Format the lines below as a numbered list, leaving out any blank lines.

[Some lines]
====

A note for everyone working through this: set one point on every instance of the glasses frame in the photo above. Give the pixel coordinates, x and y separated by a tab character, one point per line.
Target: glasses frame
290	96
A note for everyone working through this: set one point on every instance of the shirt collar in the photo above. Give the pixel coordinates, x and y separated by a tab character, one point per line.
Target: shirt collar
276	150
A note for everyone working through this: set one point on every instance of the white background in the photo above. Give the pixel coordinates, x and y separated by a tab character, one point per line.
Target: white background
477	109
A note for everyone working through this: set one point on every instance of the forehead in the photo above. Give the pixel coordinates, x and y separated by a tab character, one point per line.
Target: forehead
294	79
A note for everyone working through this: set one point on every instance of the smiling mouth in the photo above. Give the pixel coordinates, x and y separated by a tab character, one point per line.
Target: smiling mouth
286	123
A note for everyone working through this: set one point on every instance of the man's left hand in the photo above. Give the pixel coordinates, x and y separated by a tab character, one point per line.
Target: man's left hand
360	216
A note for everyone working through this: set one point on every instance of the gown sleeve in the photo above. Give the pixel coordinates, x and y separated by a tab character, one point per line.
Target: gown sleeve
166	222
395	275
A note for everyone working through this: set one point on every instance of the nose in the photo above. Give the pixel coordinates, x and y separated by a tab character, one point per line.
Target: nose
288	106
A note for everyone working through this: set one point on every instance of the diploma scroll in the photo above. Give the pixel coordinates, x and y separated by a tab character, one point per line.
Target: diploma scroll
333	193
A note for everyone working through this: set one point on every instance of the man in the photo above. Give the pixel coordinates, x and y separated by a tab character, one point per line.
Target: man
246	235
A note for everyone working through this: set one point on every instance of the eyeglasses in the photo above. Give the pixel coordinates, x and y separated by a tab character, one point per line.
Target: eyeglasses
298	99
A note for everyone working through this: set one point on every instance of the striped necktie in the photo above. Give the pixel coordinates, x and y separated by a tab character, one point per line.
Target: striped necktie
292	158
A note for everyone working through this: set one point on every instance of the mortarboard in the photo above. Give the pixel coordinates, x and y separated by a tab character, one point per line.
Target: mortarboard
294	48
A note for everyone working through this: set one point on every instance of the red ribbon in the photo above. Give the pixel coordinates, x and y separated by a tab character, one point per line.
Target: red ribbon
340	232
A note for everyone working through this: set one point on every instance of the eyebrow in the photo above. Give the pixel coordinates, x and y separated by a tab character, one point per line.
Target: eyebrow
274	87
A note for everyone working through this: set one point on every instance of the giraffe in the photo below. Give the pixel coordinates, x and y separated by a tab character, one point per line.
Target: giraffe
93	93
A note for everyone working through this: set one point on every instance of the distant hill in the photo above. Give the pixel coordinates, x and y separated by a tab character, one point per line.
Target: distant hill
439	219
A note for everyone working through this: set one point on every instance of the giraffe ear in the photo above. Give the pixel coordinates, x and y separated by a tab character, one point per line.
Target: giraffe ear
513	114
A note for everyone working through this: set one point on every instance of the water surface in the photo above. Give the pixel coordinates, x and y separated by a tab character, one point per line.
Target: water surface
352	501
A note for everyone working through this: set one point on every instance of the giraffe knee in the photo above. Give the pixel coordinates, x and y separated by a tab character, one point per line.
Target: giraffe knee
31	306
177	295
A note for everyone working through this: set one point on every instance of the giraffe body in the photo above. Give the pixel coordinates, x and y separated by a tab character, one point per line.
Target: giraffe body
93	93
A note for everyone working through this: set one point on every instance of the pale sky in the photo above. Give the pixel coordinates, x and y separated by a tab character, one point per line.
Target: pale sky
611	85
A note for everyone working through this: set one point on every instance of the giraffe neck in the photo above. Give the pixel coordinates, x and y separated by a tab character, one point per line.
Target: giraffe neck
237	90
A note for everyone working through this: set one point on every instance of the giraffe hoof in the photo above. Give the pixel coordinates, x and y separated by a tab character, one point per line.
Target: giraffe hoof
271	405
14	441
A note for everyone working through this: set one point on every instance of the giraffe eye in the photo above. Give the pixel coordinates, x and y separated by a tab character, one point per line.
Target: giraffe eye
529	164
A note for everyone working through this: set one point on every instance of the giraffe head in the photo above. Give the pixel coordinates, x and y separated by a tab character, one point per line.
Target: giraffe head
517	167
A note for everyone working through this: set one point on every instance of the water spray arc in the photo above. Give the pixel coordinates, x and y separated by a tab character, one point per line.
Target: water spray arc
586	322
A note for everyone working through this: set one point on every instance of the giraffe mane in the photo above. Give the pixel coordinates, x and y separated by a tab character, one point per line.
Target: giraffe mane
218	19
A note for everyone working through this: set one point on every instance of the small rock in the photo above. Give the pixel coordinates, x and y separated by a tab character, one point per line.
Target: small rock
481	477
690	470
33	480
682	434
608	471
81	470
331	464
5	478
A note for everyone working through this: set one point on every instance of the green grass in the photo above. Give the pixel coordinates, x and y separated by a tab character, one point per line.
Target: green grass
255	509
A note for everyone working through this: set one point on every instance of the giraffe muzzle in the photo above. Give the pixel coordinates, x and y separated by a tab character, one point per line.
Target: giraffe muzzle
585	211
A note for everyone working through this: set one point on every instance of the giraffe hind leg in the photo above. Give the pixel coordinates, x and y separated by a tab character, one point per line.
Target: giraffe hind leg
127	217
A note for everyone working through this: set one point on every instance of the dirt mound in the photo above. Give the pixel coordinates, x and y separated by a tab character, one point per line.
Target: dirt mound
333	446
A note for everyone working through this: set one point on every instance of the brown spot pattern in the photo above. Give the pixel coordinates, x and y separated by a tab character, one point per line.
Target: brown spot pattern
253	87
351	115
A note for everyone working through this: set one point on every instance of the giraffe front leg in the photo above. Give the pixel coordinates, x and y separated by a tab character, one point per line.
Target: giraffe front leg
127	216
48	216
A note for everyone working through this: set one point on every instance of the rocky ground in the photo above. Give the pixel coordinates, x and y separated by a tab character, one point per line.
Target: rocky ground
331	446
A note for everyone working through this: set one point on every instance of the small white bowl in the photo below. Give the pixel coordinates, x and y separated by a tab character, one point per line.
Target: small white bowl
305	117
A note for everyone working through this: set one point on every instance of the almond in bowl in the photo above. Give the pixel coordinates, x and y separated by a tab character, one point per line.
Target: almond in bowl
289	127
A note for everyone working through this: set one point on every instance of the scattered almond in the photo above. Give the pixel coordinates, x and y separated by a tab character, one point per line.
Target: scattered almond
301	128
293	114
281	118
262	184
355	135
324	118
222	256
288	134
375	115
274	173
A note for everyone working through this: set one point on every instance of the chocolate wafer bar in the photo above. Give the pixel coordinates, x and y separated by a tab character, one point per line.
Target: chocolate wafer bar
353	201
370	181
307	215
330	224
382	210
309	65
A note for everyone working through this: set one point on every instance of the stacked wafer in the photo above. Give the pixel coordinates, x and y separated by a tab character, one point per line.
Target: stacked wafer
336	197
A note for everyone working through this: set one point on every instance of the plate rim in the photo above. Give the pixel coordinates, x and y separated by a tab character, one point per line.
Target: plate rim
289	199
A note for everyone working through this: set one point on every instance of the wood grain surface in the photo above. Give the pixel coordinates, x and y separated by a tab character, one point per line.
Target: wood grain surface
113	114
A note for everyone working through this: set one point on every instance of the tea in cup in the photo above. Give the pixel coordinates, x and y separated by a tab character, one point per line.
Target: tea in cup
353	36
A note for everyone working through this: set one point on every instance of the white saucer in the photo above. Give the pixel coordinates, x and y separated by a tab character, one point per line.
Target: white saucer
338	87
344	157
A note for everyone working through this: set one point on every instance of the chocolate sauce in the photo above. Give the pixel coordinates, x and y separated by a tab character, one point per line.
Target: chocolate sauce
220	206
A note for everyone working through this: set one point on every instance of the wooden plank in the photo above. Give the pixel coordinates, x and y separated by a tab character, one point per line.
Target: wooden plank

====

- Exercise solution:
1. A note for everyone working through this: set one point on every instance of the glasses frame in the photo above. Give the pixel coordinates, x and y separated by a tab character, one point per line.
2. Target: glasses frame
3. 290	96
4. A note for everyone working through this: set one point on every instance of the shirt collar in the photo above. Give the pixel coordinates, x and y separated by a tab character, one point per line.
5. Target: shirt collar
6. 276	150
7. A note for everyone working through this: set one point on every instance of the white background in the photo above. Give the pixel coordinates, x and y separated by a tab character, one point per line.
8. Target: white background
9. 477	109
10. A note for everyone working through this: set one point on every instance of the forehead in the photo above. Give the pixel coordinates, x and y separated by a tab character, one point per line.
11. Target: forehead
12. 294	79
13. A note for everyone working through this: set one point on every instance of the smiling mouth in the photo above. Give the pixel coordinates, x and y separated by a tab character, one point per line.
14. Target: smiling mouth
15. 286	123
16. A note for everyone working through this: set one point on every instance of the man's left hand in the photo above. Give the pixel coordinates, x and y separated by a tab character, one point per line.
17. Target: man's left hand
18. 360	216
19. A note for everyone working through this: set one point on every instance of the gown sleeve in the photo above. Give the pixel coordinates, x and y separated by a tab character, one point per line.
20. Target: gown sleeve
21. 166	222
22. 395	275
23. A note for everyone working through this: set one point on every instance of the nose in the photo above. Give the pixel coordinates, x and y separated by a tab character, one point per line.
24. Target: nose
25. 288	106
26. A note for everyone working through this: set one point on every instance of the diploma scroll in the photo above. Give the pixel coordinates, x and y separated by a tab character, one point per line.
27. Target: diploma scroll
28. 333	193
29. A note for everyone working through this: set one point on every instance of the man in the photo above. Give the pixel coordinates, x and y separated by a tab character, one point per line.
30. Target: man
31. 246	235
32. A note for everyone working through this: set one point on every instance of the eyeglasses in the photo above. Give the pixel coordinates, x and y separated by a tab character, one point per line.
33. Target: eyeglasses
34. 298	99
35. A note for everyone working through this: set one point on every instance of the striped necktie in the photo above. Give the pixel coordinates, x and y separated by a tab character, one point per line.
36. Target: striped necktie
37. 292	158
38. A note for everyone working through this: set one point on every instance of the mortarboard in the photo above. Give the pixel coordinates, x and y separated by a tab character, one point per line.
39. Target: mortarboard
40. 294	48
41. A note for everyone working through this: set one point on every instance of the red ribbon in the photo above. Give the pixel coordinates, x and y separated by a tab character, one point per line.
42. Target: red ribbon
43. 340	232
44. A note for everyone working through this: set one point on every instance of the eyebrow in the photo above. Give the pixel coordinates, x and y separated by a tab character, one point per line.
45. Target: eyebrow
46. 274	87
47. A note for everyone working through this: set one point on every instance of the giraffe in the photo below. Give the pixel coordinates, x and y separated by a tab character, one point per line.
48. Target: giraffe
49. 93	93
50. A note for everyone working through this: set one point on every instance of the distant hill in the photo above. Give the pixel coordinates, x and y separated by a tab character, one point per line.
51. Target: distant hill
52. 439	219
53. A note for everyone working through this: set one point on every instance of the giraffe ear in the photo above. Give the pixel coordinates, x and y separated by a tab character, one point per line.
54. Target: giraffe ear
55. 513	114
56. A note for everyone working through this: set one point on every instance of the water surface in the photo above. Give the pixel coordinates, x and y separated by a tab character, one point per line.
57. Target: water surface
58. 352	501
59. A note for everyone working through this: set one point on every instance of the giraffe knee in the photo above. Give the pixel coordinates, x and y separated by a tab character, one point per line.
60. Target: giraffe knee
61. 31	306
62. 177	295
63. A note for everyone working through this: set one point on every instance of the giraffe body in the photo above. Give the pixel coordinates, x and y separated by a tab character, one point per line.
64. Target: giraffe body
65. 93	93
66. A note for everyone working through this: set one point on every instance of the pale sky in the photo above. Give the pixel coordinates, x and y separated by a tab character, one point per line.
67. Target: pale sky
68. 611	85
69. A note for everyone working through this: set one point on every instance of the giraffe neck in the photo above. Give the pixel coordinates, x and y separated by a tab character, one point per line.
70. Target: giraffe neck
71. 237	90
72. A note for everyone working through this: set one point on every instance of the giraffe hoof in the photo above. Give the pixel coordinates, x and y separated by a tab character, one point per line.
73. Target: giraffe hoof
74. 271	405
75. 14	441
76. A note for everyone working through this: set one point on every instance of the giraffe eye in the photo above. Give the pixel coordinates, x and y separated by a tab character, one point per line.
77. Target: giraffe eye
78. 529	164
79. A note for everyone working through this: set one point on every instance of the giraffe head in the photo above. Give the pixel coordinates, x and y separated by a tab character, one point per line.
80. Target: giraffe head
81. 517	167
82. A note for everyone working through this: set one point on every instance of the water spray arc in the photo above. Give the pixel coordinates, x and y separated by a tab character, one point per line.
83. Target: water spray arc
84. 586	322
85. A note for everyone working through this: set one point on every instance of the giraffe mane in the photo above. Give the pixel coordinates, x and y separated by a tab character, one point per line.
86. Target: giraffe mane
87. 218	19
88. A note for everyone working through this: set one point on every instance of the small rock in the photo above. Give the pixel coordinates, x and y separated by a tab character, one point per line.
89. Target: small rock
90. 481	477
91. 690	470
92. 33	480
93. 682	434
94. 608	471
95. 81	470
96. 331	464
97. 5	478
98. A note for everyone working through this: set one point on every instance of the green grass in the photo above. Give the pixel coordinates, x and y separated by a tab character, one point per line.
99. Target: green grass
100. 255	509
101. A note for everyone working through this: set one point on every instance of the giraffe muzzle in the photo above. Give the pixel coordinates, x and y separated by a tab character, one point per line.
102. Target: giraffe muzzle
103. 585	211
104. A note for everyone working through this: set one point on every instance of the giraffe hind leg in the photo above. Give the pixel coordinates, x and y separated by a tab character, one point per line.
105. Target: giraffe hind leg
106. 127	217
107. A note for everyone working through this: set one point on every instance of the dirt mound in the photo above. Give the pixel coordinates, x and y separated by a tab character, one point per line.
108. Target: dirt mound
109. 333	446
110. A note for everyone working through this: set one point on every instance of the brown spot pattern in the photo above. Give the pixel coordinates, x and y separated by a tab character, one point per line.
111. Target: brown spot pattern
112. 253	87
113. 351	115
114. A note for everyone working through this: set one point on every instance of the giraffe front leg in the photo above. Give the pixel coordinates, x and y separated by a tab character, one point per line.
115. Target: giraffe front leg
116. 127	216
117. 48	216
118. A note for everyone working through this: set one point on every instance of the rocky ground in the photo above. Give the pixel coordinates, x and y separated by a tab character, one point per line.
119. Target: rocky ground
120. 331	446
121. A note for everyone working through this: set one point on every instance of the small white bowl in the photo below. Give the pixel coordinates, x and y separated by a tab character, one point per line.
122. Target: small white bowl
123. 305	117
124. A note for everyone working through this: set one point on every instance of the almond in bowl in the photo above. Give the pixel coordinates, x and y separated by a tab character, one point per line.
125. Target: almond in bowl
126. 289	127
127. A note for everyone working through this: set one point on every instance of the scattered almond in the photo above. Give the pixel coordinates, x and y separated by a tab character, one point per line.
128. Target: scattered almond
129. 301	128
130. 293	114
131. 281	118
132. 262	184
133. 355	135
134. 324	118
135. 222	256
136. 288	134
137. 375	115
138. 274	173
139. A note for everyone working through this: set one point on every instance of the chocolate wafer bar in the photo above. Give the pixel coordinates, x and y separated by a tab character, one point per line.
140. Target: chocolate wafer bar
141. 353	201
142. 370	181
143. 307	215
144. 330	224
145. 382	210
146. 309	65
147. A note for everyone working through this: set one point on every instance of the stacked wafer in the photo above. Give the pixel coordinates, x and y separated by a tab character, one point per line.
148. Target: stacked wafer
149. 336	197
150. A note for everyone working through this: set one point on every instance of the plate rim in the photo above. Give the pixel coordinates, x and y separated by a tab character, one point per line.
151. Target: plate rim
152. 289	199
153. A note for everyone working through this: set one point on every instance of the wood grain surface in the photo above. Give the pixel coordinates, x and y separated by a tab character, one point per line.
154. Target: wood grain surface
155. 113	114
156. A note for everyone working through this: set one point on every instance of the tea in cup in the photo above. Give the pixel coordinates, x and y separated by a tab character, one point per line.
157. Target: tea in cup
158. 353	36
159. A note for everyone working through this: set one point on every instance of the white saucer in the photo above. Give the pixel coordinates, x and y separated by a tab character, one point per line.
160. Target: white saucer
161. 338	87
162. 344	157
163. A note for everyone working through this: set one point on every instance of the chocolate sauce in the photo above. Give the pixel coordinates, x and y separated by a tab character, one point per line.
164. Target: chocolate sauce
165. 220	206
166. A note for everyone working through this: set one point on every instance of the wooden plank in the photo above. Give the pixel coordinates, x and y separated by a tab character, one point per line.
167. Target: wooden plank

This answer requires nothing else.